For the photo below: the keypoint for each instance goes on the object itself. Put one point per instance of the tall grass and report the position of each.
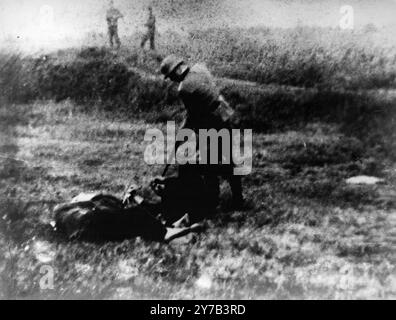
(330, 72)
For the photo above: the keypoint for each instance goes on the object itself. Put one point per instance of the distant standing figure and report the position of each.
(150, 34)
(112, 17)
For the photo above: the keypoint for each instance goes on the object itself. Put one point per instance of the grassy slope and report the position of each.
(309, 236)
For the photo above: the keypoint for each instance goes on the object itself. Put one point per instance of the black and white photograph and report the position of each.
(197, 150)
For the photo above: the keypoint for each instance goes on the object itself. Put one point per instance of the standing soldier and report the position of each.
(150, 34)
(206, 109)
(112, 16)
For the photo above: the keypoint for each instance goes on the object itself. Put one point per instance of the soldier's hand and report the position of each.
(158, 185)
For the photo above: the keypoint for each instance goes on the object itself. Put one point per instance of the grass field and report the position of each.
(310, 235)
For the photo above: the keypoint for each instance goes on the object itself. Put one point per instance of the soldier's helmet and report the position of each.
(169, 65)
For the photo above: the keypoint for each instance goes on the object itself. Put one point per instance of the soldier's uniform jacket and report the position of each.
(150, 24)
(200, 97)
(112, 17)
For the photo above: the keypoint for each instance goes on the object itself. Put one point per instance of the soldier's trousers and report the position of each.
(150, 35)
(113, 36)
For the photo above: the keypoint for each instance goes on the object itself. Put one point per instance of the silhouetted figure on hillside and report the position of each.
(112, 16)
(150, 34)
————
## CHALLENGE
Copy the items word for word, from the line that contains "helmet and report the position of each." through the end of the items, both ends included.

## SOLUTION TO THIS EXERCISE
For the photo above: the keypoint for each instance goes on the object itself. Put one point per instance of the soldier's helmet and report the position of each.
(169, 65)
For the photo above: the keypoint for each instance goes on the object itself. Put one point per instance of the soldier's uniform jacket and report the position of each.
(150, 24)
(200, 97)
(112, 17)
For the photo above: the keypoint for each instance goes on the object itself. Put one point per instance of the soldier's trousers and report the position of each.
(150, 35)
(113, 36)
For the photo above: the keypoint for each instance goes on the object itself. Put one point per instance of the silhouetted figure on hillside and report the position of each.
(112, 16)
(150, 34)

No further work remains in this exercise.